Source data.

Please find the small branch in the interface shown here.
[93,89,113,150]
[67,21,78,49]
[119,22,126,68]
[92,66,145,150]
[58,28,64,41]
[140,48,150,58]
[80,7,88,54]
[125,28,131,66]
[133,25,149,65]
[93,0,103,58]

REQUIREMENTS.
Could you rewrite the listing above with "small branch" replaced by "thin twig" and everything else unchanged?

SOLUTION BELOW.
Please find the thin twig in the interface shown here.
[93,89,113,150]
[67,21,78,49]
[119,22,126,68]
[92,66,145,150]
[58,28,64,41]
[140,48,150,58]
[80,7,88,54]
[125,28,131,66]
[133,25,149,65]
[93,0,103,58]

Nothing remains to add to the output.